* Begin MATERIAL PROVIDED *

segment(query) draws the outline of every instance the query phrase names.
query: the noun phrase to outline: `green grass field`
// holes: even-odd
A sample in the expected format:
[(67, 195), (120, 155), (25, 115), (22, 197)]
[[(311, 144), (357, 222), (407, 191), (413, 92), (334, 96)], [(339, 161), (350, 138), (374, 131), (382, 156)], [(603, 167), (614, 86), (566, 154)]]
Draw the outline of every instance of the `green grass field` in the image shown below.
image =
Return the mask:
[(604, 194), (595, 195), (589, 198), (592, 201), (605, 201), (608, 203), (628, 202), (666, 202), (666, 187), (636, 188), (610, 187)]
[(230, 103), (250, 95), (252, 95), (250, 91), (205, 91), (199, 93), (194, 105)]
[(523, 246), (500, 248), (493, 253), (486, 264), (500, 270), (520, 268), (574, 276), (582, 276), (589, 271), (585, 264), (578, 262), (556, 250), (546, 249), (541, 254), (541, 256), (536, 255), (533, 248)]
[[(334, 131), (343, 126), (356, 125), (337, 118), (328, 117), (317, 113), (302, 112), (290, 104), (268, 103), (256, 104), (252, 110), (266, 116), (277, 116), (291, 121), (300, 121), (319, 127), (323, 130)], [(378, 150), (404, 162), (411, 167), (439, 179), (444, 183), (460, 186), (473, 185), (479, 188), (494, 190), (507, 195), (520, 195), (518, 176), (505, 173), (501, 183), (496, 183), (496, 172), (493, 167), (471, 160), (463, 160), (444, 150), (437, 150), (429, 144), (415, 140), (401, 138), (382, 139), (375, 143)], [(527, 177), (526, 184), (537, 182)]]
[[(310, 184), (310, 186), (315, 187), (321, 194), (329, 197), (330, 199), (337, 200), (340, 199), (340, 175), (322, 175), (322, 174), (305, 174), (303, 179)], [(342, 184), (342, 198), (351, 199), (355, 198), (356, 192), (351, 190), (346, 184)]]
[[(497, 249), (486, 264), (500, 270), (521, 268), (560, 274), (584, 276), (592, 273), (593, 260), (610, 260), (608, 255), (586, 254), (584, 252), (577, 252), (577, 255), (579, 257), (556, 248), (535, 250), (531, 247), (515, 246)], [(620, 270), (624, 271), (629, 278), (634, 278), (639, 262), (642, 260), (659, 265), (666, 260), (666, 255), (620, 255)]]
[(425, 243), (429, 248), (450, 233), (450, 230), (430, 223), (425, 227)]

* End MATERIAL PROVIDED *

• TASK DESCRIPTION:
Reproduce every line of the entries above with "green grass field" replaced by "mowed lawn" wherever it occurs, leaving everything else unchanged.

• SOLUTION BELOW:
segment(query) draws the outline of every instance the query phrase names.
query: the noun phrase to outline: `mowed lawn`
// holes: even-odd
A sample in the expected format:
[(67, 195), (120, 155), (25, 115), (22, 197)]
[[(311, 144), (357, 222), (407, 191), (413, 92), (334, 96)], [(339, 161), (350, 138), (374, 131), (382, 156)], [(603, 167), (614, 86), (566, 154)]]
Draw the outline of every instance of the `mowed lawn` in the image shown below.
image =
Return the mask:
[(604, 194), (595, 195), (589, 198), (592, 201), (605, 201), (608, 203), (628, 202), (666, 202), (666, 187), (636, 188), (610, 187)]
[(230, 103), (250, 95), (252, 95), (250, 91), (205, 91), (199, 93), (194, 105)]
[(523, 246), (500, 248), (493, 253), (486, 264), (500, 270), (520, 268), (574, 276), (582, 276), (589, 271), (585, 264), (578, 262), (556, 250), (546, 249), (541, 254), (541, 256), (536, 255), (533, 248)]
[[(334, 131), (343, 126), (356, 125), (337, 118), (328, 117), (317, 113), (302, 112), (290, 104), (268, 103), (256, 104), (252, 110), (266, 116), (277, 116), (291, 121), (300, 121), (319, 127), (323, 130)], [(378, 150), (404, 162), (411, 167), (439, 179), (444, 183), (460, 186), (473, 185), (479, 188), (494, 190), (507, 195), (520, 195), (518, 176), (505, 173), (501, 183), (496, 183), (496, 172), (493, 167), (471, 160), (463, 160), (444, 150), (437, 150), (429, 144), (415, 140), (401, 138), (382, 139), (375, 143)], [(527, 177), (526, 184), (537, 182)]]
[[(310, 184), (310, 186), (315, 187), (321, 194), (329, 197), (330, 199), (337, 200), (340, 199), (340, 175), (322, 175), (322, 174), (305, 174), (303, 179)], [(342, 184), (342, 198), (351, 199), (355, 198), (356, 192), (351, 190), (346, 184)]]
[[(497, 249), (486, 264), (500, 270), (521, 268), (560, 274), (584, 276), (592, 273), (593, 260), (610, 260), (608, 255), (586, 254), (584, 252), (577, 252), (577, 255), (579, 257), (556, 248), (535, 250), (531, 247), (515, 246)], [(620, 270), (624, 271), (629, 278), (634, 278), (639, 262), (642, 260), (659, 265), (666, 260), (666, 255), (620, 255)]]
[(425, 243), (429, 248), (450, 233), (450, 230), (430, 223), (425, 227)]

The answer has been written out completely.